Without any images, write the listing below out word for word.

Source data:
━━━━

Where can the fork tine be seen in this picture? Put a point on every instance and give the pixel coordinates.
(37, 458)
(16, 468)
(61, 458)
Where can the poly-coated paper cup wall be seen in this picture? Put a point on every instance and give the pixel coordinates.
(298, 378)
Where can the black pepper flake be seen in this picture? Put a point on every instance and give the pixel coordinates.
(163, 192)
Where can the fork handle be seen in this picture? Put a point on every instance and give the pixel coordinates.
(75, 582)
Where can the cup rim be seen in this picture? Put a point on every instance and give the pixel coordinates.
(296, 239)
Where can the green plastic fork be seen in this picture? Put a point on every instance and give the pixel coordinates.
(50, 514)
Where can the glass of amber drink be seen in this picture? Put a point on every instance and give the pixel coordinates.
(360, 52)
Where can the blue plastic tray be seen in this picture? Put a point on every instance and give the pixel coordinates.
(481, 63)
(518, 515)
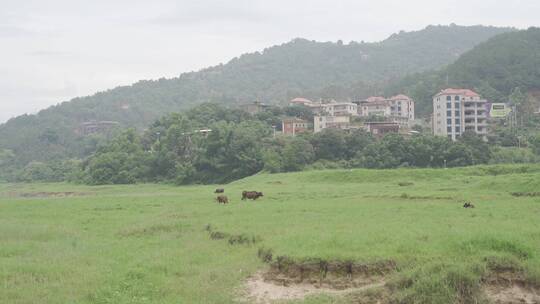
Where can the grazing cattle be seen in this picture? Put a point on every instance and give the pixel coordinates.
(222, 199)
(251, 195)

━━━━

Solution to this task:
Where can the fork tine be seen in this picture? Put a point on every instance and give the pixel coordinates.
(37, 458)
(16, 468)
(61, 458)
Where can the poly-coated paper cup wall be seen in this picture? Put a point on every instance and give the pixel coordinates.
(298, 378)
Where can the black pepper flake be seen in this picture? Put a point on every instance and give the pixel coordinates.
(163, 192)
Where can the fork handle be seen in this picture? Put a point on every instance and give the pixel coordinates.
(75, 582)
Where can the cup rim be seen in this picture? Put a point on every instance and give the pixel coordinates.
(296, 239)
Where can the green plastic fork be seen in this picture? Put a point on every instance and give the pixel coordinates.
(50, 514)
Where can the glass of amber drink be seen in this picture? Put a point on every instance and give the pixel coordinates.
(360, 52)
Where can the blue plastic tray be seen in this picture? Put a point on every instance and give the pixel coordinates.
(481, 63)
(518, 515)
Where can the grazing cattle be seen in this picture? Put a point on every instance and give the pixel coordinates.
(222, 199)
(251, 195)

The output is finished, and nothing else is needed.